Set exercise: Extend the talk below on coaching fees and what clients invest, starting right after its last sentence.

Article:
This is another important piece. If you’re a good coach because we know there are all kinds of coaches. When you know your stuff when you’re committed to bringing value, a valid question for somebody who’s like, “That’s a pretty steep price.” A powerful thing to ask them is, “What does it cost you not to make these changes?” What’s the real cost? Somebody might go, “I want to fix my car. That’s a $500 fix.” It will be fine, I can limp along.” They go along and the $500 fixed turns into a $5,000 fix. You’ve 10x what you would have spent anyway. Our lives are significantly more expensive than that. Think about it.
This is one of the fairly direct things I’d established rapport. Pay attention because you have to establish rapport. He’s like, “That’s quite the investment.” I said, “It’s significantly less expensive than a divorce.” Going back to ego, we all think somebody is going, “I’m the biggest game in town.” We think of that as being ego. It is because if I have to tell you I’m the biggest game in town, I’m clearly not. If you don’t know I’m a big deal, if I tell you, it doesn’t make me a big deal. The ego in it is if I say to myself, “Who am I to ask for this money?” That’s ego. The help that we can give to people isn’t necessarily in the areas where they’re successful.

Data section:

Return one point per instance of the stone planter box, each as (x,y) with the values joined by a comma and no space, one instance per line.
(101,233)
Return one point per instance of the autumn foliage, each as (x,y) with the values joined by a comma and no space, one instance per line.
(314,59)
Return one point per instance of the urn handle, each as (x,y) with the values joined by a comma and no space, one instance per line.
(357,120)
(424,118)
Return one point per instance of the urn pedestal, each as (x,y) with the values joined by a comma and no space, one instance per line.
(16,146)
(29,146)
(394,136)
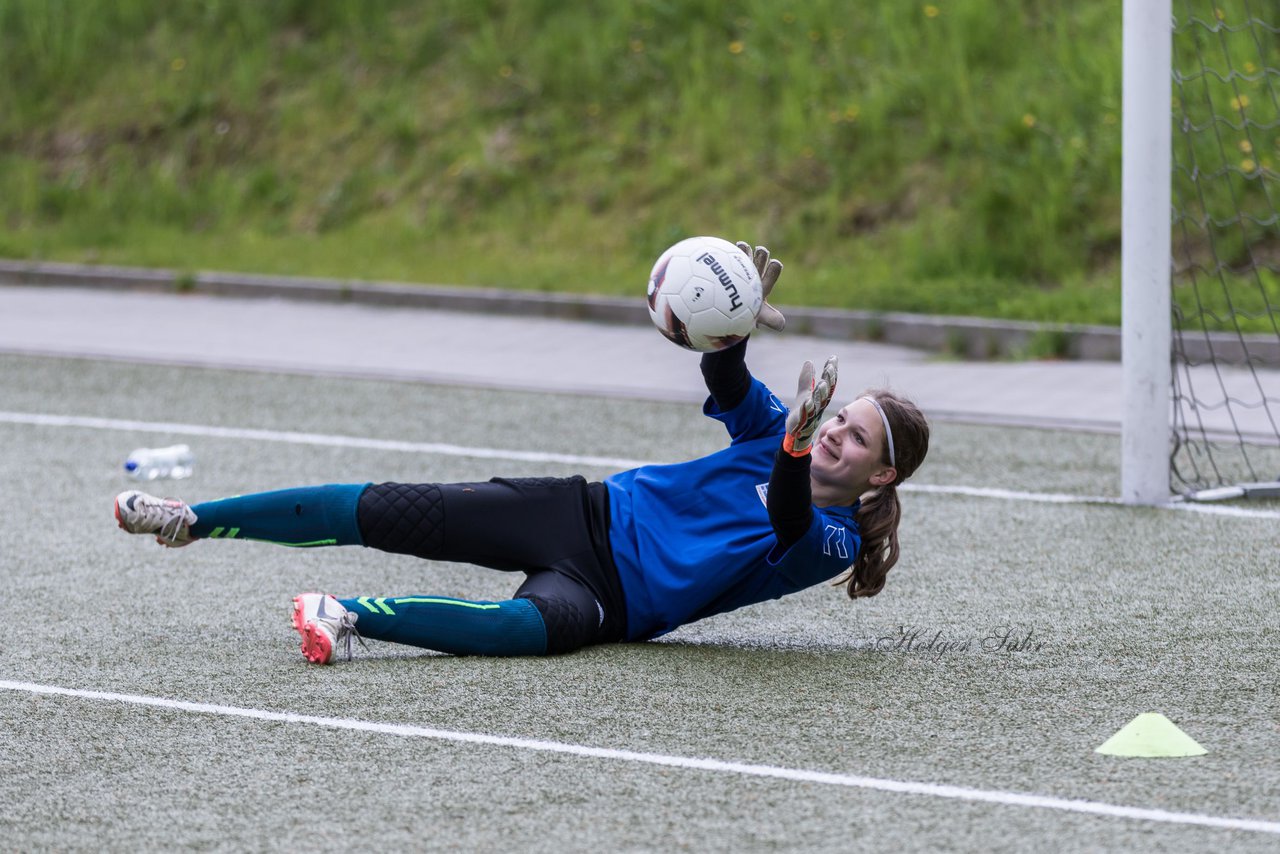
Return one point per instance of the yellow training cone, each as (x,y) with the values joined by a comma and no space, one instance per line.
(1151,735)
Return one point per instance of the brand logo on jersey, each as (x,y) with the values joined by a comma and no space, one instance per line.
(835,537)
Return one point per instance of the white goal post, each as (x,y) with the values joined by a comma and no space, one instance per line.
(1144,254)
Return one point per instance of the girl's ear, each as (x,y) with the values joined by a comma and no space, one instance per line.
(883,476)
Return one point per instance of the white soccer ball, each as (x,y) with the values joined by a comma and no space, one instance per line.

In response:
If we look at somebody who’s very successful in business and go, “I’ve never done that.” I’m not that coach. I’m not coaching that person to be in their business in that way. I am perfectly capable of helping people in their relationships, helping them specifically with relationships with themselves and particularly in getting permission to love their lives finally. That’s an area of expertise. If I have so much ego in it going, “I want him to like me. Why would I say that pretty direct thing? I’m not looking out for his best interest. My job is not for you to like me. My job is for me to be able to help you see what’s truly in front of you versus what you think is in front of you.
I’m all about action. That’s why people hire me and the truth is, I’m going to tell you if that needs to be fixed and if you want to go pout about it for a while, great, but it needs to be fixed.
I tell my clients all the time when I say stuff. Rapport matters and the energy in which we say it. If I walk in and go, “Your life’s a train wreck,” then definitely don’t work with me. I’m a horrible human. That’s not the energy. My client and I will be working on something together and they will say something like, “I need to sit back and do what I need to do for other people. I don’t matter.” Highly evolved people will say those words. I’ve said similar things and it comes out of my mouth. What I’ll do is say, “Did you hear what you said?” I will verbatim repeat back to them what they said. They’ll be like, “Please.” They’ll be like, “You can tell me to go screw myself if you want because it wasn’t pleasant to hear that. I know that.” It’s the energy that we give it. It’s not judgmental that telling the truth and telling it kindly and saying, “There are possibilities. I see greatness for you is the gift that we give people.”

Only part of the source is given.